### Текст для чтения
Я приказал Емельянцеву под усиленной охраной доставить адмирала и его адъютанта к нам на НП.

Вскоре привезли пленных. Спустившись со своего наблюдательного пункта, который размещался на верхнем этаже большого кирпичного дома на Мюллерштрассе, я распорядился адмирала привести ко мне, а его адъютанта допросить начальнику штаба С. И. Соколову.

В дверь постучали, и в комнату вошел среднего роста, уже начинающий седеть человек. На нем — черное гражданское пальто, берет. Фигура по-военному подтянута. Взгляд светлых глаз холоден. Пригласив его жестом сесть, я закурил. По взгляду, какой бросил на меня пленный, я безошибочно признал в нем курильщика, который уже давно и не нюхал табака. Взяв из пододвинутой мною коробки папиросу, он с видимым удовольствием затянулся и даже внешне как-то обмяк.

— Кто вы? — спросил я его через переводчика.

Он встал и представился:

— Вице-адмирал Ганс Фосс — личный представитель гросс-адмирала Деница при Гитлере.

Потом сел и стал рассказывать: с группой офицеров и солдат они пробивались из Берлина с завещанием Гитлера, по которому гросс-адмирал Дениц остается главой государства. Почти все спутники вице-адмирала были убиты. Он с адъютантом укрылись в бункере, где их и взяли в плен.

— Очень прошу вас, господин генерал, дать мне возможность выполнить волю нашего фюрера — доставить его завещание, — сказал в заключение Фосс.

### Задания для выполнения
**A.** Объясните в одном–трех предложениях, ради чего, по словам Фосса, его группа пробивалась из Берлина, опираясь на отрывок о допросе вице-адмирала.
**B.** Напишите продолжение отрывка о допросе вице-адмирала Фосса, начиная сразу после его последней фразы.
Записи взяты из другого источника и с текстом не связаны.

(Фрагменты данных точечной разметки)

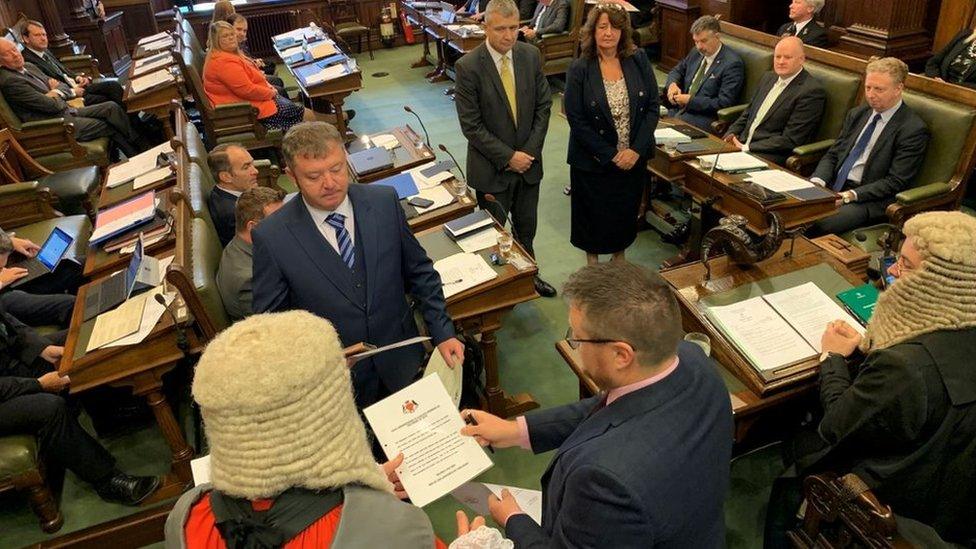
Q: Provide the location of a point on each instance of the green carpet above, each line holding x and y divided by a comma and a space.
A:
528, 360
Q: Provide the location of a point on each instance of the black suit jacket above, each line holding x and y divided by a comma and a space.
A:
792, 121
592, 135
938, 64
487, 121
622, 475
812, 34
904, 420
49, 64
892, 163
222, 206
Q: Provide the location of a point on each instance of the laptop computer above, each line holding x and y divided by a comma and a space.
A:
47, 258
115, 289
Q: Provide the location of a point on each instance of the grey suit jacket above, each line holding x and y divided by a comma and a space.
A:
554, 20
792, 120
27, 97
488, 122
234, 278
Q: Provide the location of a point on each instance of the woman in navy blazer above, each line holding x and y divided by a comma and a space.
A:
611, 104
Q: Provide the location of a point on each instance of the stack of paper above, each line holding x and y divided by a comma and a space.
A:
462, 271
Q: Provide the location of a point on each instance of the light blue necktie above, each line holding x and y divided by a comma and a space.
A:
346, 249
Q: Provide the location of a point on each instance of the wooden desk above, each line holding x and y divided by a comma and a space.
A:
406, 156
140, 367
687, 282
479, 310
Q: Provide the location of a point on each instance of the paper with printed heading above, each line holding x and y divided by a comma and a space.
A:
422, 422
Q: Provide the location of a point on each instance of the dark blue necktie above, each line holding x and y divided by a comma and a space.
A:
346, 249
856, 152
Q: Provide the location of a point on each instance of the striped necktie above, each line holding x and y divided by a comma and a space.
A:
346, 249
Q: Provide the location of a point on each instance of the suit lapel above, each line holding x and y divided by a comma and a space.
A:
318, 249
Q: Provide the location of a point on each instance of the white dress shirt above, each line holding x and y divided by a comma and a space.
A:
319, 216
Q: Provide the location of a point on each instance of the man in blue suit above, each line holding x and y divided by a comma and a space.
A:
646, 463
347, 254
709, 78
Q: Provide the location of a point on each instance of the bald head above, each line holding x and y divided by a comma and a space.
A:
10, 56
788, 57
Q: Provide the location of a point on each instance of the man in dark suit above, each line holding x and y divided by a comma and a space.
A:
625, 460
28, 93
550, 16
709, 78
802, 24
234, 172
503, 104
785, 112
877, 154
347, 254
93, 91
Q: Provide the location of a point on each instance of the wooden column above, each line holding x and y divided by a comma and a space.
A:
887, 28
676, 19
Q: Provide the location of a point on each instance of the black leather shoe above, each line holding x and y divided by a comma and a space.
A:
127, 489
544, 288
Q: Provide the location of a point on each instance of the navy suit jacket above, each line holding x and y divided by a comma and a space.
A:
592, 135
222, 206
649, 470
721, 87
296, 268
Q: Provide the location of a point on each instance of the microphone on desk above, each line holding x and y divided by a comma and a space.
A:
181, 340
426, 135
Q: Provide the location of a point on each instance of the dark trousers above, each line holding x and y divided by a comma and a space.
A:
522, 201
63, 443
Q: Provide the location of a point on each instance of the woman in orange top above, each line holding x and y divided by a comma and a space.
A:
229, 77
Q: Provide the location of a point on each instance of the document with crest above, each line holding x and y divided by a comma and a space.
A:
422, 422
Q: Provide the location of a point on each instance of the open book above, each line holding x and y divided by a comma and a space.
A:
780, 330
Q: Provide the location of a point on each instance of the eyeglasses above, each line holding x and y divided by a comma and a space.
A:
574, 341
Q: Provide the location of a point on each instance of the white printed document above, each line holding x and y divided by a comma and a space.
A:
423, 423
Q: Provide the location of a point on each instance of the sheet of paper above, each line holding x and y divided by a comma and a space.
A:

### Результаты выполнения
**A.** Группа везла завещание Гитлера. По этому завещанию гросс-адмирал Дениц остается главой государства.

**B.**
Его неожиданная просьба возмутила меня. За кого принимает нас этот гитлеровец. Он, видимо, забыл, о своей личной ответственности за все, что творили фашисты на нашей земле. Хотелось бросить ему в лицо все накопившееся за эти годы в душе, но следовало сдержаться. После небольшой паузы я сказал Фоссу, что, по занимаемому мною положению, не могу рассматривать его просьбу. Он может высказать ее в вышестоящем штабе, куда будет направлен. Я поднялся, давая понять, что разговор окончен, и приказал увести пленного. Вице-адмирал Фосс рывком встал, резко повернул голову в мою сторону — отдав честь, и молча вышел.

Начальник штаба уже позвонил в корпус о столь «именитом» пленнике и его адъютанте. Последовала команда: под усиленной охраной немедленно доставить их в штаб.

После завершения боевых действий в Берлине Фосс привлекался для опознания трупов семьи Геббельса, с которой он был близок.

…Подвиг! Когда я слышу это слово, передо мной встают образы людей, совершивших героические поступки во имя выполнения боевой задачи. Их было много. Здесь я хочу вспомнить о старшем лейтенанте Н. И. Филоненкове и его товарищах.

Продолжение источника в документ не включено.